(Dataset records)
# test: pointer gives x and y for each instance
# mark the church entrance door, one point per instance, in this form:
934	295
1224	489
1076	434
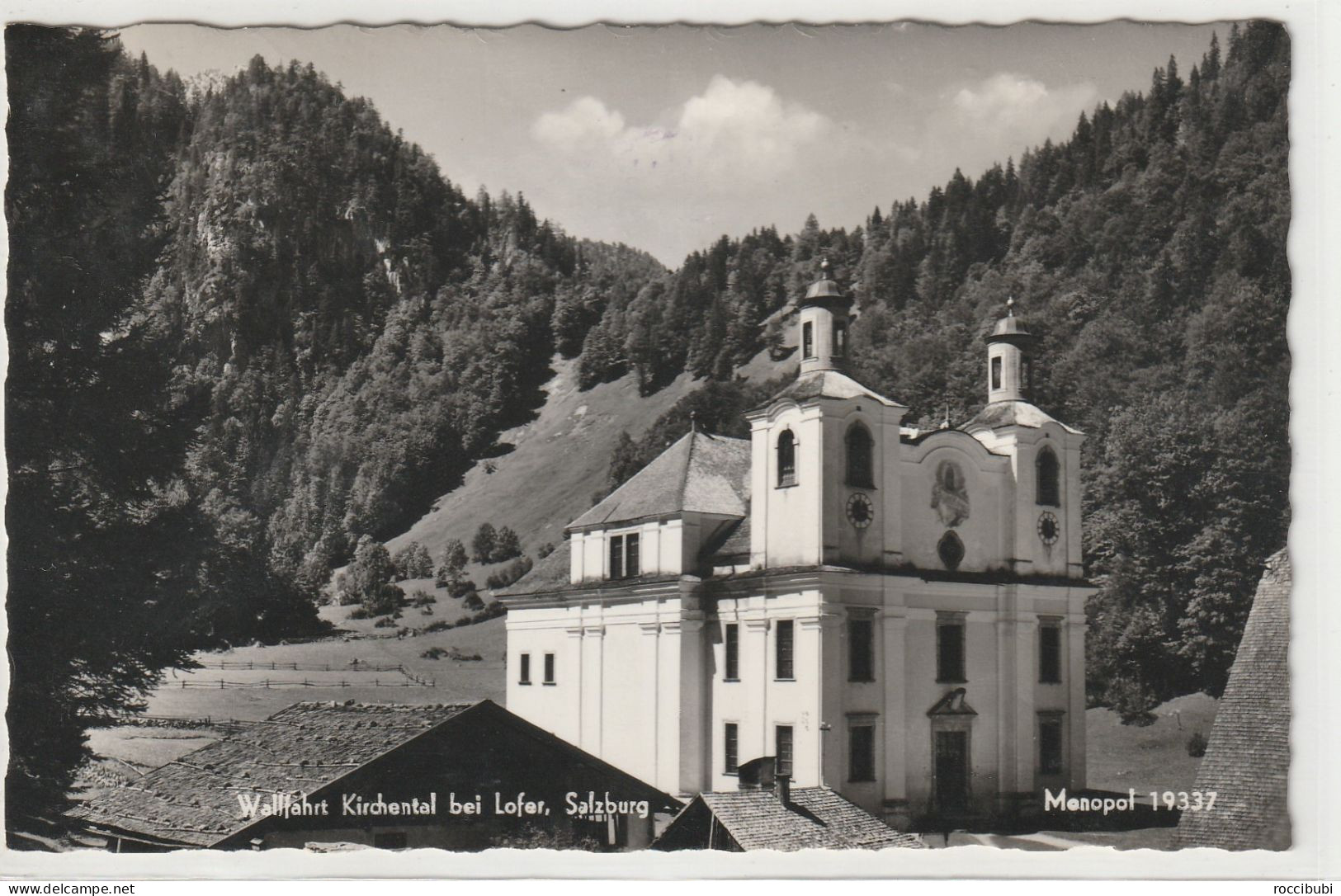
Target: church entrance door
951	771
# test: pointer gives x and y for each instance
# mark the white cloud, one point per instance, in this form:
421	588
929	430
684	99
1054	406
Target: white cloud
1021	106
733	136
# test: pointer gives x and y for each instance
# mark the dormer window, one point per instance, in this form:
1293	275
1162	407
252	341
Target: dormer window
624	555
1049	471
858	458
786	459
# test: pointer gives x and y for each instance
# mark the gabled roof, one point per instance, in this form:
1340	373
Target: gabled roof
729	546
193	799
1248	757
815	818
828	384
701	474
1012	413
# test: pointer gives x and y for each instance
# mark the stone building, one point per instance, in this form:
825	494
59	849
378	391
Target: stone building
892	613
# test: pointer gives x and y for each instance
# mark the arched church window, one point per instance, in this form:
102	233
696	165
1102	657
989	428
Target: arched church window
840	338
951	550
858	458
786	459
1047	469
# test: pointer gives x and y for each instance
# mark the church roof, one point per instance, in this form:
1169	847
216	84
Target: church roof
829	384
815	818
1248	758
730	546
549	574
701	474
1012	413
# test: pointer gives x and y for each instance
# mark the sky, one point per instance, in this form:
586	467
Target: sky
668	137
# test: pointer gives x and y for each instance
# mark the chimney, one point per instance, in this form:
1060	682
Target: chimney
757	774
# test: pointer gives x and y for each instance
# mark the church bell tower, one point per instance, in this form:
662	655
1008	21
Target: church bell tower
1010	366
824	325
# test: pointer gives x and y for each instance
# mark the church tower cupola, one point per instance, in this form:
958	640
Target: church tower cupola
824	325
1010	365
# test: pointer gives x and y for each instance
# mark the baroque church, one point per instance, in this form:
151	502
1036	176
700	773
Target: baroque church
894	613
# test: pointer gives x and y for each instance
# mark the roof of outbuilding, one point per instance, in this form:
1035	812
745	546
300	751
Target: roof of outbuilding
817	818
829	384
1248	757
1013	413
701	473
730	546
306	746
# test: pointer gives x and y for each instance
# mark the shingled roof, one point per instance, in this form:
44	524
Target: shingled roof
550	573
1013	413
1248	758
317	748
815	818
829	384
193	799
701	473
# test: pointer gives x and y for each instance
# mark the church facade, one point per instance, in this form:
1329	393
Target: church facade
897	615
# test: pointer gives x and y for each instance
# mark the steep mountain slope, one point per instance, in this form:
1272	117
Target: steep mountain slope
549	469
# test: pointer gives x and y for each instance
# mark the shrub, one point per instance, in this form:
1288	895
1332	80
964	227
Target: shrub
483	544
510	573
506	546
412	561
1197	745
461	587
454	561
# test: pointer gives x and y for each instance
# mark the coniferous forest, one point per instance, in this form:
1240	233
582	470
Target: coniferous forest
250	325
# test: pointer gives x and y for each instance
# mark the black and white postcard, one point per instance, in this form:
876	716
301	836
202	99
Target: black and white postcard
865	437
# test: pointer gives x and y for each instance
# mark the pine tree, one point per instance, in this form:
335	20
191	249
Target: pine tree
102	592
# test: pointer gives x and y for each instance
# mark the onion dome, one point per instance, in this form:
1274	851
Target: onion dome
824	291
1010	329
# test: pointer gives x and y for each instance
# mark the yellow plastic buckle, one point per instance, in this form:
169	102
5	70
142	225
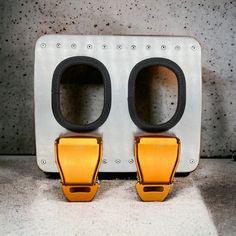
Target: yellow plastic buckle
156	160
78	160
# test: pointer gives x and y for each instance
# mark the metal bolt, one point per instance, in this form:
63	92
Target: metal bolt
192	161
131	161
58	45
43	45
177	47
163	47
117	161
73	45
43	162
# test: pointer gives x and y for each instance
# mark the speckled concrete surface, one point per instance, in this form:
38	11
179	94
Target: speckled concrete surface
201	204
211	22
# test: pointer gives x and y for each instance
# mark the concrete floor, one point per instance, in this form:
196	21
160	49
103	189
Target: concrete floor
201	204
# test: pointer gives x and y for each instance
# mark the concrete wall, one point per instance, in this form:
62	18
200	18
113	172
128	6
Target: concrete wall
212	23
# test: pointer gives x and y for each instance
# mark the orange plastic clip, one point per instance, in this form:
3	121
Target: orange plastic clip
156	160
78	160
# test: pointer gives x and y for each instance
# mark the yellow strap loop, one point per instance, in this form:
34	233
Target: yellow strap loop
78	160
156	160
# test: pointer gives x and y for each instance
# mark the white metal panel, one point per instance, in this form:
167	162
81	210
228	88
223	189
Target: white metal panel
119	57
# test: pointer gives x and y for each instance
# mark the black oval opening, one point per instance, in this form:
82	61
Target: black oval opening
157	94
81	94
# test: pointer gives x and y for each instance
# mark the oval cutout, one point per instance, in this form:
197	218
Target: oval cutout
81	94
157	94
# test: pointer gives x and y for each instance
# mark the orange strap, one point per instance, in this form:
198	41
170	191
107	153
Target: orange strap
156	160
78	160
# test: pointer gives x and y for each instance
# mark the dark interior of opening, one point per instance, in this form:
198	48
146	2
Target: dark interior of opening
156	94
81	94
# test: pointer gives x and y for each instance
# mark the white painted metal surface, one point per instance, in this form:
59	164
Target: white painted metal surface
119	57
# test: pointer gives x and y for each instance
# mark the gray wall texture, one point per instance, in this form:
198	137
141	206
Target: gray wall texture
212	23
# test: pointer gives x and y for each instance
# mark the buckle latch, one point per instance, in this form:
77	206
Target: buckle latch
78	160
156	160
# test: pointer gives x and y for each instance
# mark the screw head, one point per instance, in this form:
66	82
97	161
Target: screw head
117	161
43	162
192	161
43	45
73	45
58	45
177	47
163	47
131	161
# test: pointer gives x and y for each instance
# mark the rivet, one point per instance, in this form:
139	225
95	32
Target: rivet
177	47
163	47
58	45
117	161
192	161
131	161
73	45
43	162
43	45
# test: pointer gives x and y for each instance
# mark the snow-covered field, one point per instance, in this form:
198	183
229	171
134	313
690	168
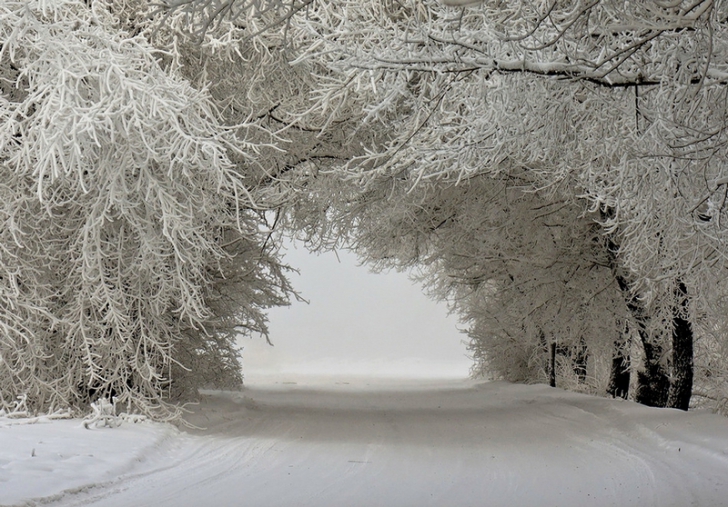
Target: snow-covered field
363	443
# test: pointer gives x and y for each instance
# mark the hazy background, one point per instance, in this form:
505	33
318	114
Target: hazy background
357	324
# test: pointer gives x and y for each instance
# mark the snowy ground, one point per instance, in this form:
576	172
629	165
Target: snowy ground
352	444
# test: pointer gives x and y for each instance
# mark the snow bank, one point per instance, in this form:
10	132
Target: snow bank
351	444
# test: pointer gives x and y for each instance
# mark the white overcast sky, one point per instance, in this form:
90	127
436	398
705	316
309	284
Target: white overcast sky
357	323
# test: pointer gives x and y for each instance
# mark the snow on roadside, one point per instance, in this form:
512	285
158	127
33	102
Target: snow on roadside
42	459
361	442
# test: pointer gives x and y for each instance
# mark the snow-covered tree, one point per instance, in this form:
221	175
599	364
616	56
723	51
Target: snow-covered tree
131	248
617	106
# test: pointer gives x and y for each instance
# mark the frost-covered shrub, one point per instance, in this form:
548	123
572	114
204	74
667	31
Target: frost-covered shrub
130	249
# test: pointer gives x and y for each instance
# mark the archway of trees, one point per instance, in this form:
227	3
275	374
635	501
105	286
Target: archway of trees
556	169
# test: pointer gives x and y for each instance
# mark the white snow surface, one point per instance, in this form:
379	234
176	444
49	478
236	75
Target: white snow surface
365	443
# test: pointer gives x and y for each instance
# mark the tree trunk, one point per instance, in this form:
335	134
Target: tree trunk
653	383
552	364
619	373
681	387
580	359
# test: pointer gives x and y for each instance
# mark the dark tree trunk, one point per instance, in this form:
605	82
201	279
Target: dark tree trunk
580	359
653	383
681	388
552	364
619	373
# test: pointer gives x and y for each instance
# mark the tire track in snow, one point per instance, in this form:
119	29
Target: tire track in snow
495	445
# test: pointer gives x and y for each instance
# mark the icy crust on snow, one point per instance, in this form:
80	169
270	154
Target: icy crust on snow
41	459
361	442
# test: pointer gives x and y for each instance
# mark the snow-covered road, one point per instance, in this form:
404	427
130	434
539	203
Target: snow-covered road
484	444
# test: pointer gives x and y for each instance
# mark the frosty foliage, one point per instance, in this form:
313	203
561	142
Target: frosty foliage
610	112
130	247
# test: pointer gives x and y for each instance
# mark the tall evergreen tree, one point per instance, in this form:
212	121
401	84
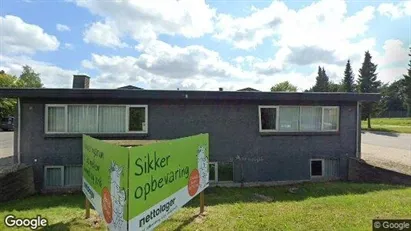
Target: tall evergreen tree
347	84
29	78
368	83
322	81
407	86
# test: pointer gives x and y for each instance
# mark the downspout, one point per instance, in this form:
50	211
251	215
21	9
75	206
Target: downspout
18	130
358	135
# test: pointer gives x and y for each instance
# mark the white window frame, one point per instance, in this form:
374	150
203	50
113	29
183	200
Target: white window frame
127	114
322	168
338	118
276	118
215	171
322	117
55	167
46	121
278	108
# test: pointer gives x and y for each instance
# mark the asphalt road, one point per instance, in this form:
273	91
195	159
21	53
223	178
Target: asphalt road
386	147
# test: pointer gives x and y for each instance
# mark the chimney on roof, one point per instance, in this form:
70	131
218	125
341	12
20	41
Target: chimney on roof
81	81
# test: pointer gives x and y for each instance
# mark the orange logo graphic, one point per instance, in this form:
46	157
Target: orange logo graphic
107	205
193	182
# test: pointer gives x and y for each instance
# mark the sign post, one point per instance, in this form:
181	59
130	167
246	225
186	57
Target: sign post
201	202
138	188
87	208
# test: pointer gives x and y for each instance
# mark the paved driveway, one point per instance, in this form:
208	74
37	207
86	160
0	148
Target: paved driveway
388	150
6	147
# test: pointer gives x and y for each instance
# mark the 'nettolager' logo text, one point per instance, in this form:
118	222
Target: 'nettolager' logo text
32	223
155	212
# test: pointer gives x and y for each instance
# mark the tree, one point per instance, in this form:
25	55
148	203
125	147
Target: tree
29	78
368	83
322	81
284	86
392	98
7	106
407	87
347	84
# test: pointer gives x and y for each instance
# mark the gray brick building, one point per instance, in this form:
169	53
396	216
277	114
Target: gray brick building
254	136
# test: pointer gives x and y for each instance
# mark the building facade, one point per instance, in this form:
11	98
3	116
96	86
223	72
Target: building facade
254	136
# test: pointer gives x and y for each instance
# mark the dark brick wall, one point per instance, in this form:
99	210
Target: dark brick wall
17	184
234	136
359	171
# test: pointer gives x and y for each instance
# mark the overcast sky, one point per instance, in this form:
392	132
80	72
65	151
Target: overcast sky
194	44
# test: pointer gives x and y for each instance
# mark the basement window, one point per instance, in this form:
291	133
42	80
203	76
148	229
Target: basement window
225	171
221	171
62	176
317	167
213	174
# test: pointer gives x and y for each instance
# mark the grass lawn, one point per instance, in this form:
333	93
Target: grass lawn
398	125
313	206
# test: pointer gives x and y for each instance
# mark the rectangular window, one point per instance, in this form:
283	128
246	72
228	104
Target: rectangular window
73	175
289	118
62	176
213	174
136	119
111	119
53	176
82	118
56	118
268	118
317	167
221	171
298	118
330	119
74	118
225	171
310	118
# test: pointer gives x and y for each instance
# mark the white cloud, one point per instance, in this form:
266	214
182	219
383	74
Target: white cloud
104	34
394	52
161	65
163	59
18	36
319	33
61	27
51	75
395	11
248	32
145	20
68	46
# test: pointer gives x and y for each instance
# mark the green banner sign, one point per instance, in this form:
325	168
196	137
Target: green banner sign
105	183
138	188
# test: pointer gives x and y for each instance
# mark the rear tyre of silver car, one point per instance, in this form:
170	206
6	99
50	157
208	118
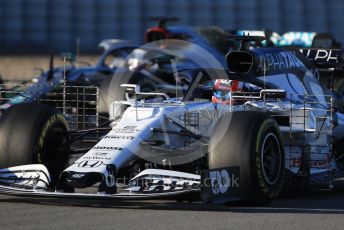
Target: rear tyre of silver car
252	141
34	133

## Exercise
Gather every line from the rows above that contains the word "coniferous", and copy each one as it appears.

## Task result
# mark the coniferous forest, one point per instance, in this form:
Target: coniferous forest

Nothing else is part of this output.